**ИСХОДНЫЙ ТЕКСТ:**
------------------------

Всего за первый год работы кинопоезд выпустил семьдесят две короткометражки (общим объемом в девяносто одну часть — двадцать четыре тысячи двести шестьдесят пять метров). ‹…›
Но пришло время, когда художник почувствовал, что короткометражная форма уже не удовлетворяет его.
Он начал работу над шестичастевым «Счастьем».
В лекциях о кино случалось мне неоднократно причислять этот фильм к шедеврам советской кинематографии. Помню холодное удивление зала. Картины с таким названием никто не знал. И это при том, что Эйзенштейн ставил «Счастье» рядом с «Чапаевым», что фильм хвалил Горький, восторженные отзывы о нем оставили Анри Барбюс и Ромен Роллан. На недавнем ретроспективном показе советских фильмов, проведенном Госфильмофондом СССР в Берлине, специальными отзывами как произведшие наибольшее впечатление были отмечены два фильма: немеркнущий «Броненосец» и опять-таки «Счастье».
Воздействие этого фильма на неподготовленную аудиторию сродни шоку. Удивление сменяется растерянностью, растерянность — смехом, пока не возникают сами собой — обычно к середине показываемого фрагмента — аплодисменты, свидетельствующие о полной и горячей солидарности.
Он «работает» и сегодня, этот необычный фильм с еще более необычной прокатной судьбой. Вызвавшее при своем появлении бурю восторгов, «Счастье» затем, полтора года спустя, как бы растворилось в неизвестности. Фильм не показывали, о нем не писали, сам феномен его появления в советском кино был обойден эрудированными авторами фолиантов. Прошло тридцать пять лет — и сегодня он, как мне кажется, не только не потерял, но даже приобрел нечто новое в своей выразительности. Наш глаз отмечает в нем такие обертона, мимо которых проходил совершенно равнодушно зритель тридцатых годов.
Второе его название — «Стяжатели». Затем следует подзаголовок «Сказка о горемычном стяжателе Хмыре, о сытом соседе Фоке, а также о попе, о монашках и других чучелах». И ниже — «Посвящается последнему колхозному лодырю».
Нелепость? Смешение стилей и эпох?
В этом дерзком сопоставлении пародийно-сказовой интонации с реалиями нашего быта — ключ ко всей вещи. Притча в манере лубка — и обстоятельства коллективизации. Раздумчивое «жил да был» — и вполне серьезные понятия: «политотдел», «классовый враг», «двадцатипятитысячник». С одной стороны, ветхая, как мир, история Иванушки-дурачка, получающего от судьбы кулаки да шишки и надеющегося разве что на Жар-птицу с ее пером или на советы всезнающего Конька-Горбунка. А с другой — сытую и вольготную жизнь герою приносят как раз условия коллективной обработки земли.
Вы скажете: плакат.
Вы скажете: агитка.
Здесь будет только половина правды.

------------------------

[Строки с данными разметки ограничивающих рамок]
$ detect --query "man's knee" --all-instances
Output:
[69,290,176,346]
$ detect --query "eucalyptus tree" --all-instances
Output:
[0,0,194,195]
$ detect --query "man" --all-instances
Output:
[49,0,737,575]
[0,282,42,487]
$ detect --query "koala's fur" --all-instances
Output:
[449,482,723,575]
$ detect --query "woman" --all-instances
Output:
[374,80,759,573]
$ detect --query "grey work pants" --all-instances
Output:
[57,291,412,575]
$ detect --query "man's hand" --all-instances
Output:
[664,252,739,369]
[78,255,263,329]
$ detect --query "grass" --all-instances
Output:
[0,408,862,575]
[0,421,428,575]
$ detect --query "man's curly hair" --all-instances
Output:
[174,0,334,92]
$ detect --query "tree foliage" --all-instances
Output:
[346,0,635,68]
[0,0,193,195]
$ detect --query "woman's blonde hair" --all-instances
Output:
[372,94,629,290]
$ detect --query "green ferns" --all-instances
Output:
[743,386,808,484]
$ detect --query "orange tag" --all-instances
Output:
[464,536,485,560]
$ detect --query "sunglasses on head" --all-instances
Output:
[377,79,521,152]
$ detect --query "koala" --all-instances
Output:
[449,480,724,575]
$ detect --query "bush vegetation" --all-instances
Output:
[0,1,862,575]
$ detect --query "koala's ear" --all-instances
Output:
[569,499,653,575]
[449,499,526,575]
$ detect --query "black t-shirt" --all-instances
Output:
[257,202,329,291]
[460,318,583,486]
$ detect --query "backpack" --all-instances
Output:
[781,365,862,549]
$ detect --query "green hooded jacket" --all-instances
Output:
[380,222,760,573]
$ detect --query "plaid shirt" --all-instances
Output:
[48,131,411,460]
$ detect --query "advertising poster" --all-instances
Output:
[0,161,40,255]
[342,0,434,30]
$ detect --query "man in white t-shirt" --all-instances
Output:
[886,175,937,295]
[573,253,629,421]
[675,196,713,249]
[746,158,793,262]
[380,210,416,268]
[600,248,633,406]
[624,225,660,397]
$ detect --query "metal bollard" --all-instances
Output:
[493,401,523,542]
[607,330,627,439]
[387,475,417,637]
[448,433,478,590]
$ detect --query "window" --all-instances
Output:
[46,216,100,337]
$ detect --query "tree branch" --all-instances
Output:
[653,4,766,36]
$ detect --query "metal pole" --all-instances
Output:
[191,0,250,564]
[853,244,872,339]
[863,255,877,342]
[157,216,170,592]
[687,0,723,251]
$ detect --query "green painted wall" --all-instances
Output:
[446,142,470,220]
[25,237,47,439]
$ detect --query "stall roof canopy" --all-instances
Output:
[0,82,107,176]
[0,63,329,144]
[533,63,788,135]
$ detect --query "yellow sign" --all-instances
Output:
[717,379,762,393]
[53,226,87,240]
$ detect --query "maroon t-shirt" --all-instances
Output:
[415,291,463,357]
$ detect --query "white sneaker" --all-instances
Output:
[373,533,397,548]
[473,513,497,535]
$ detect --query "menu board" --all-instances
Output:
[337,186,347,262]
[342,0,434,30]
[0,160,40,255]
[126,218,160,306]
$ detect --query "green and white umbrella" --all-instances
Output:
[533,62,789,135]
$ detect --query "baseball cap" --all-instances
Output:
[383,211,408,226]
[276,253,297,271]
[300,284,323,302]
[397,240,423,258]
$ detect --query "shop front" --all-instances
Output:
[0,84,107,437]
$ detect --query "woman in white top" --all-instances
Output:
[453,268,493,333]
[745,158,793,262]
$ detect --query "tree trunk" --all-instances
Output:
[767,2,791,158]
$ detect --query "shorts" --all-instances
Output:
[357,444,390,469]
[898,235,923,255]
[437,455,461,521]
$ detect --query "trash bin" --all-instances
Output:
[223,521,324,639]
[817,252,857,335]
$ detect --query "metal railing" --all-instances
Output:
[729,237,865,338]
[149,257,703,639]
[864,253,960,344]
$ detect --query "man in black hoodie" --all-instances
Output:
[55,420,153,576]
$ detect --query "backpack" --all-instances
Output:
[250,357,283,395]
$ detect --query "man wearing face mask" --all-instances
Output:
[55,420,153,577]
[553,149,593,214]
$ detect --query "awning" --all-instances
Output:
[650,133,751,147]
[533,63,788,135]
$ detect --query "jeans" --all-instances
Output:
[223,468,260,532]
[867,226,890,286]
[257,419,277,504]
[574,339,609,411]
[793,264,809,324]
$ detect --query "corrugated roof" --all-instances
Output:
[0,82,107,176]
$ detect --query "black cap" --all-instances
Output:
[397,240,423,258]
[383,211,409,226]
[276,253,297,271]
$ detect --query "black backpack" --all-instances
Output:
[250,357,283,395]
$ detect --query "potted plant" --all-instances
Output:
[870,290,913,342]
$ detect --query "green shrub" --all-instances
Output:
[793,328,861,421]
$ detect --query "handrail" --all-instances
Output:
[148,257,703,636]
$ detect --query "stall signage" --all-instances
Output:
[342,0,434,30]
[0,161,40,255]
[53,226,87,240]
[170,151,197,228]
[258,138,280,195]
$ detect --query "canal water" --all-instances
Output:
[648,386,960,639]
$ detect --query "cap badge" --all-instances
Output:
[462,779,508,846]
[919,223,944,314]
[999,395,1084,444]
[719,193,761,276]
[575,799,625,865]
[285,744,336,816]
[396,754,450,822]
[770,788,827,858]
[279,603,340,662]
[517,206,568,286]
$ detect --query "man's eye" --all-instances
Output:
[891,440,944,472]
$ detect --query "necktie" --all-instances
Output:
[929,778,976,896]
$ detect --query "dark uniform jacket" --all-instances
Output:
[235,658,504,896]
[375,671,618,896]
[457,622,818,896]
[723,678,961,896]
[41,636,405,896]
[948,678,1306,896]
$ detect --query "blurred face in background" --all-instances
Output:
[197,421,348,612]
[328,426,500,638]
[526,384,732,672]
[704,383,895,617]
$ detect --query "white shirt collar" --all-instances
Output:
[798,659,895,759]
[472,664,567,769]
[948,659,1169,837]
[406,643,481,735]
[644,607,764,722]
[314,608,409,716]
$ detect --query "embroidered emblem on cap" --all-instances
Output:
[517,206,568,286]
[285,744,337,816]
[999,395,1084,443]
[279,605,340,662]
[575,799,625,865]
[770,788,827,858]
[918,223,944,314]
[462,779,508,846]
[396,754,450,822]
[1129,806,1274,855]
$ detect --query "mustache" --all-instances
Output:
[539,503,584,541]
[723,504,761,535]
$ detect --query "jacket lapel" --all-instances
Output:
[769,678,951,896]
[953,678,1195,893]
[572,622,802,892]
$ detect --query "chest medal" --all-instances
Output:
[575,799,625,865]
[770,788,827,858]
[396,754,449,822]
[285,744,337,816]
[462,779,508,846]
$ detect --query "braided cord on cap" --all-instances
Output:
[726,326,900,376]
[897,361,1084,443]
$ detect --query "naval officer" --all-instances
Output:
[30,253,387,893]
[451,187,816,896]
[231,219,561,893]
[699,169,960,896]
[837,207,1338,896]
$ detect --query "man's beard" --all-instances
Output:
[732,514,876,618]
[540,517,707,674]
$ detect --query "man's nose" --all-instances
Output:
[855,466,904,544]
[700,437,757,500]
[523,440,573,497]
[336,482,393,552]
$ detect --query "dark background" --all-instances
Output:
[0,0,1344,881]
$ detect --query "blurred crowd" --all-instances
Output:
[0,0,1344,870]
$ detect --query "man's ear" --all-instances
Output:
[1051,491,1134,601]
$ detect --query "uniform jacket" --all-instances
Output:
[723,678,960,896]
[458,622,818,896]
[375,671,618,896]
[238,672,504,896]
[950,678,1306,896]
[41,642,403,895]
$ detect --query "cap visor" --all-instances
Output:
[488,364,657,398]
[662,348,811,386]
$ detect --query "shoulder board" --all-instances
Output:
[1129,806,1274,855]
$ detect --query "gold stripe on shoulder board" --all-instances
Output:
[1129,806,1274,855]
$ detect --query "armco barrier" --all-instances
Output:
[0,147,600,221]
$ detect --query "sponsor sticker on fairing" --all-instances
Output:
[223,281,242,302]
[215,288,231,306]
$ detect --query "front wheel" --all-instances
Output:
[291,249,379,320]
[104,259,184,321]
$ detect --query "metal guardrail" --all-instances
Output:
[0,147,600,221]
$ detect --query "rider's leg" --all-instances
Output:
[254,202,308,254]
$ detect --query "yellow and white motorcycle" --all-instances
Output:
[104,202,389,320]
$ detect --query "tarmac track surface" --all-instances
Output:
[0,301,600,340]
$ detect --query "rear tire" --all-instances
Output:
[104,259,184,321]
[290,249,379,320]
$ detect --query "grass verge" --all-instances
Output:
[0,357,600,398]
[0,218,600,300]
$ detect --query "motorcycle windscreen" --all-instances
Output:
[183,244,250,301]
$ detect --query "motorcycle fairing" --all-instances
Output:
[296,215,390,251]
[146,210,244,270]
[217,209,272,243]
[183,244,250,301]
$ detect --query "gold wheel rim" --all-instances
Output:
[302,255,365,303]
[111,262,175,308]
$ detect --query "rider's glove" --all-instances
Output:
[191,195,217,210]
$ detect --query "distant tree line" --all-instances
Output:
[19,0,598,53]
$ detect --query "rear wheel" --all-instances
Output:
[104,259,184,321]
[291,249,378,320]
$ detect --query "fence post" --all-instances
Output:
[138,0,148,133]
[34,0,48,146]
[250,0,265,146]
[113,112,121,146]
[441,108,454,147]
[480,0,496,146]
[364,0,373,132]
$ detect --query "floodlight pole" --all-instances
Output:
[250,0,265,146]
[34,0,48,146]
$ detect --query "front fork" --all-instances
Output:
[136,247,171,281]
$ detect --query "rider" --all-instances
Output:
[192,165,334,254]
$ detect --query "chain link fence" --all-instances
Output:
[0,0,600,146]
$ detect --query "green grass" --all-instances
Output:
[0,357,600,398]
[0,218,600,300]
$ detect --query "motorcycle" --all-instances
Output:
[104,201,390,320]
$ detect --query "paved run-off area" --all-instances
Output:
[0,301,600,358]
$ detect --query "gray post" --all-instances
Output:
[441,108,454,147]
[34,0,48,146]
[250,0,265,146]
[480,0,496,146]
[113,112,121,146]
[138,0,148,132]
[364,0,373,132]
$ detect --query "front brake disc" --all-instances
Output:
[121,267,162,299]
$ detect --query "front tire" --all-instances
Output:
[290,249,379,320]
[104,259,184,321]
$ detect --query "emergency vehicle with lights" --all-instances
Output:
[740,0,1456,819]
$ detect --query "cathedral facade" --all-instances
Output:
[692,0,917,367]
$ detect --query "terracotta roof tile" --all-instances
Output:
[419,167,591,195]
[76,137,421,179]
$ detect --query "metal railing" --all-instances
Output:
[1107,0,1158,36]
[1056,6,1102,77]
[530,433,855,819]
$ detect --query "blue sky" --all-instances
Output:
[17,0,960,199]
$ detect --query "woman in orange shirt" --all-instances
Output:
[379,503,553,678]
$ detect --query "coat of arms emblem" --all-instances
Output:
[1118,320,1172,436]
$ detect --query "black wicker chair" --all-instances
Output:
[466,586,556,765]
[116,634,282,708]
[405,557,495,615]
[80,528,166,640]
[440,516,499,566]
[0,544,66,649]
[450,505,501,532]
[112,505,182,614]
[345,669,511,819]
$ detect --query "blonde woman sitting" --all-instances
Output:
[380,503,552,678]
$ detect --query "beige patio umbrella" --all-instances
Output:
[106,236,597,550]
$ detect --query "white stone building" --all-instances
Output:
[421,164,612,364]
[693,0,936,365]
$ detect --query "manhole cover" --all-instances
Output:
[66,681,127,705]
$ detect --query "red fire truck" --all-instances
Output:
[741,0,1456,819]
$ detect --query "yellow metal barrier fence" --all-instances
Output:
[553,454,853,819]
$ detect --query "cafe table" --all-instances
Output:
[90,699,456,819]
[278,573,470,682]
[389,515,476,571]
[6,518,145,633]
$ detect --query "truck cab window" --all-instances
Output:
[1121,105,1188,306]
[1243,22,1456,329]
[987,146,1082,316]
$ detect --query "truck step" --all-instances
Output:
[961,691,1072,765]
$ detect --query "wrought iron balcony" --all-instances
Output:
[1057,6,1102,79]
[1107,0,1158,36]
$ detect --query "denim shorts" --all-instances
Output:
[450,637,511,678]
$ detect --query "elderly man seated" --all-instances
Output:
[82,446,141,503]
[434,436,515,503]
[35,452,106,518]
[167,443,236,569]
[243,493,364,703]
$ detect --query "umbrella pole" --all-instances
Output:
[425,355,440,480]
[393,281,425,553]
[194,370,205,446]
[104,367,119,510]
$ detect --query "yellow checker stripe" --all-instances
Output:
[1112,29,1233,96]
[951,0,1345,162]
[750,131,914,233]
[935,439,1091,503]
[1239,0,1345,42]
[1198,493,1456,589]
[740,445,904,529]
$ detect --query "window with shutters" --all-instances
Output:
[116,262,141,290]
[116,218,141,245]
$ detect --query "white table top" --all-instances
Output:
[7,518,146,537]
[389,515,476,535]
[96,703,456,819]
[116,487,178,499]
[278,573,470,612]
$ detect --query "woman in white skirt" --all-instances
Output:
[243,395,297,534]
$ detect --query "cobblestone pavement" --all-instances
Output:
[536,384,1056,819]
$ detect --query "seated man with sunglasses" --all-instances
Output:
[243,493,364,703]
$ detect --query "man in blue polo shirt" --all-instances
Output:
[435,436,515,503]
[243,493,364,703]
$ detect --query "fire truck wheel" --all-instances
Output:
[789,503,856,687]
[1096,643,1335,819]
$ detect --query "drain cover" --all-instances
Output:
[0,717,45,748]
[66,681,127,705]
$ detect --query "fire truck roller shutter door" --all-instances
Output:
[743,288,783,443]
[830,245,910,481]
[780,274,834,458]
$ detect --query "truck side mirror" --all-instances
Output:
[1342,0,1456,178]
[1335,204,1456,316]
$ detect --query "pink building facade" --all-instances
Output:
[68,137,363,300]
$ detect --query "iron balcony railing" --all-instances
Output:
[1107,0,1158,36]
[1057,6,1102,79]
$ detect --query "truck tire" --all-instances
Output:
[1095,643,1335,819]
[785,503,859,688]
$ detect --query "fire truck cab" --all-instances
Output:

------------------------

**ЗАДАНИЯ:**
1: Выпишите из текста о фильме «Счастье» все «вполне серьезные понятия», которые в нем перечислены.
2: Замените в тексте о фильме «Счастье» «плакат» на «лозунг» и приведите фрагмент между «В этом дерзком» и «только половина правды.» включительно.
3: Какое второе название у фильма «Счастье», согласно тексту о нем?

**ОЖИДАЕМЫЕ ОТВЕТЫ:**
1: «политотдел», «классовый враг», «двадцатипятитысячник»

2:
В этом дерзком сопоставлении пародийно-сказовой интонации с реалиями нашего быта — ключ ко всей вещи. Притча в манере лубка — и обстоятельства коллективизации. Раздумчивое «жил да был» — и вполне серьезные понятия: «политотдел», «классовый враг», «двадцатипятитысячник». С одной стороны, ветхая, как мир, история Иванушки-дурачка, получающего от судьбы кулаки да шишки и надеющегося разве что на Жар-птицу с ее пером или на советы всезнающего Конька-Горбунка. А с другой — сытую и вольготную жизнь герою приносят как раз условия коллективной обработки земли.
Вы скажете: лозунг.
Вы скажете: агитка.
Здесь будет только половина правды.

3: «Стяжатели»